### WHAT IS NEEDED
Rewrite every one of the records below, changing each "Practice" to "Exercise" and keeping everything else the same. Omit the pictures from your answer.

### DATASET
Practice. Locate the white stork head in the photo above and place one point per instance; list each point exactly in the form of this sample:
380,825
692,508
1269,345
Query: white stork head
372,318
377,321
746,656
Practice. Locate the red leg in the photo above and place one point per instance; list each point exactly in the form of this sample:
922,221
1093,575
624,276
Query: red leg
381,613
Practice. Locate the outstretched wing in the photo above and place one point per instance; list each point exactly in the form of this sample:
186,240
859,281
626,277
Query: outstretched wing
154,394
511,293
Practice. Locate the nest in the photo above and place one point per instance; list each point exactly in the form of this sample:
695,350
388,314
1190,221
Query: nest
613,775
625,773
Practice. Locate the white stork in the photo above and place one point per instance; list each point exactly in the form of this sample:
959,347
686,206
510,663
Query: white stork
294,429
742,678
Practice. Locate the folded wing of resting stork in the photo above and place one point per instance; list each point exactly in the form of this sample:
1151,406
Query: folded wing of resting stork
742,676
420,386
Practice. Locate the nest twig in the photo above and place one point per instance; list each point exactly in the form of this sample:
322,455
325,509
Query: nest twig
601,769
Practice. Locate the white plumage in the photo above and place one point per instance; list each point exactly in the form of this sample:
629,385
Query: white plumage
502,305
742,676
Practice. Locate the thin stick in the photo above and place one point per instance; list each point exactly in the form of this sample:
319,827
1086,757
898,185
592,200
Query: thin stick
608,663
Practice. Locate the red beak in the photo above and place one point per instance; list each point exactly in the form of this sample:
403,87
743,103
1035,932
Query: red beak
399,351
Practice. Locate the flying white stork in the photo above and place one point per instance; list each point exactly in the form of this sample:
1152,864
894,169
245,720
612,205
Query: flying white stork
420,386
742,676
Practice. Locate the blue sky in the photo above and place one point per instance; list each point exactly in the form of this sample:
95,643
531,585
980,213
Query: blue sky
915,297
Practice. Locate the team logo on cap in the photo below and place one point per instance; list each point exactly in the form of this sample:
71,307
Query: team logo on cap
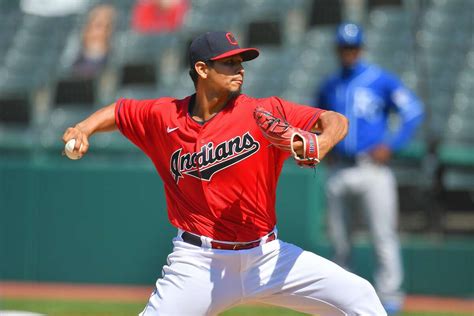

### EXERCISE RESPONSE
Exercise. Locate the white stork head in the photo above and place one point per instance; list each point exactly in the form of this sample:
380,825
692,508
1269,345
Query: white stork head
372,318
377,321
746,656
Exercise. Locate the red leg in the photo above and place one point per instance; list each point exactly in the form of this sample:
922,221
1093,575
624,276
Query: red leg
381,613
Exercise. Locate the outstretched wing in the photo above and place one point per instance; list each point exactly in the form of this sample:
186,240
859,281
626,277
Query: outstretched wing
154,394
511,293
Exercise. Locate the nest in the photo above and place one point per instance; list each point exactly in the form of this sample:
695,350
388,314
1190,221
Query: nest
613,775
625,773
Exercise. Locate the white stork in the photo above and place one point per instance; list each point exactly in the form of this sample:
959,347
686,206
510,663
Query: white stork
294,429
742,678
Exercise. Locate the folded wing of resting stork in the photo above and place one point per instance; list each point exactly in the form of this sample:
1151,406
Query: folded wing of resting stork
742,676
420,386
Exercise. Locate the nest twig in the photo above and place one point per instance; list each point exactly in the form of this sample:
322,455
325,509
Query: nest twig
601,769
Exercise. Locate the white plumage in the photo above and place one point per instance; list each point exactly in the form of this sample:
629,385
Query: white plumage
502,305
742,676
Exercise. Locate the thin stick in the photo above and place one point per instance; list each point exactly in the form of this sample:
319,827
1086,757
898,185
592,200
Query: thin stick
608,663
Exercise. Locate the red beak in the photo above and place one point per instance; list each point exactly in the form of this sample:
403,87
743,103
1035,932
Query: red beak
399,351
Exercise. Locate the flying white stork in the photo above and place one point per instance; list each point exactly in the form of this sample:
1152,864
894,169
245,720
612,205
Query: flying white stork
420,386
742,676
Exercise. Locate the blue sky in the photo above and place one point per instance; list each point exactly in the form of this sample:
95,643
531,585
980,213
Query: blue sky
915,297
Exercise. Locate the team logo on cap in the photo below and place one point per instance; list each point exactly in the form of this sample:
71,307
Query: team logo on cap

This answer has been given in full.